I monaci Benedettini e i Veneziani rettificarono il tratto fino Ponte di Barbaranoe collegatolo con chiusa al fiume Bacchiglione per renderlo navigabile, la navigabilità duro molto poco dato che una piena distrusse le chiuse lungo il percorso e il fondo si alzo a causa dei depositi fangosi. Le barche partivano dal porticciolo di Ponte di Barbarano.
Il nome della frazione trae origine dal ponte che fu costruito per collegare Ponte di Barbarano con l'adiacente frazione di Monticello. Il ponte risale agli anni intorno al 1520-1530 ed era caratterizzato da una stele affissa sul parapetto. La stele è conosciuta come "Stele dei Vicari" perché ci sono scolpiti, oltre allo stemma di Vicenza, gli stemmi di alcune famiglie i cui membri hanno ricoperto la carica di vicario del paese.
Una nota importante da ricordare è la decisione del Senato Veneto di porre il paese sotto la protezione della Serenissima in seguito agli attacchi del 1509-11 delle truppe francesi, spagnole e tedesche che erano transitate per l'intero territorio di Barbarano. Alla fine del Settecento si conclude il governo veneziano e il paese viene inglobato dapprima nell'impero austro-ungarico e in seguito, dopo la dominazione napoleonica, annesso al Regno d'Italia.
Sorta negli anni 1923-1926 per dare risposta ad una popolazione notevolmente aumentata, venne solennemente inaugurata il 20 maggio 1926 e dedicata al Sacro Cuore di Gesù; nel 1942 divenne sede di una parrocchia di nuova istituzione.

> MATERIALE:
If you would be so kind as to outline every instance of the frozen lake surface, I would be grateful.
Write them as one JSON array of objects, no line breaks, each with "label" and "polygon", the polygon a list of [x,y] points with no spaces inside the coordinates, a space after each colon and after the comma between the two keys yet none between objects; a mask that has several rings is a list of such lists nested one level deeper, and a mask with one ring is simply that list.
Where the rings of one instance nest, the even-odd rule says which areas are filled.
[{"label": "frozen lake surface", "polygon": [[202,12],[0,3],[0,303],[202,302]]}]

> COMPITI RICHIESTI:
A: Riassumi in due frasi il testo su Ponte di Barbarano.
B: Rispondi a queste domande sul testo relativo a Ponte di Barbarano:
(i) Da dove partivano le barche?
(ii) Perché la stele del ponte è chiamata "Stele dei Vicari"?
(iii) In quali anni le truppe francesi, spagnole e tedesche attaccarono il territorio di Barbarano?
C: Prosegui il testo su Ponte di Barbarano a partire dal punto in cui si interrompe.
I dati sono un materiale a parte, distinto dal testo.

> LE RISPOSTE:
A: Benedettini e Veneziani rettificarono il tratto fino a Ponte di Barbarano e lo collegarono al Bacchiglione per renderlo navigabile, ma una piena distrusse le chiuse e la navigabilità durò poco. Il nome della frazione viene dal ponte costruito intorno al 1520-1530 verso Monticello, e il paese, dopo la protezione della Serenissima, passò all'impero austro-ungarico e poi al Regno d'Italia.

B:
(i) Dal porticciolo di Ponte di Barbarano.
(ii) Perché vi sono scolpiti, oltre allo stemma di Vicenza, gli stemmi di alcune famiglie i cui membri hanno ricoperto la carica di vicario del paese.
(iii) Negli anni 1509-11.

C:
A progettare l'edificio - a pianta longitudinale, in stile neoromanico, con tre navate divise da colonne in pietra di San Gottardo a fusto liscio e con capitello a foglie d'acanto - fu l'architetto Ferruccio Chemello, il quale realizzò anche l'altare in pietra di Nanto con sfondi dorati.
Il campanile visibile oggi non è quello originario, e non è nemmeno quello previsto da Chemello, che ne voleva uno in stile neoromanico a pianta ottagonale. Originariamente venne eretto, sul fondo del lato sinistro del tetto della chiesa, un frontone a timpano con tre vani ad arco entro cui erano alloggiate tre campanelle[2].
La villa, dal 1544 proprietà della famiglia Traverso, nel corso dei secoli fu soggetta a diverse modifiche e ampliamenti, così come a passaggi di proprietà fino a giungere nel 1963 alla famiglia Rigon.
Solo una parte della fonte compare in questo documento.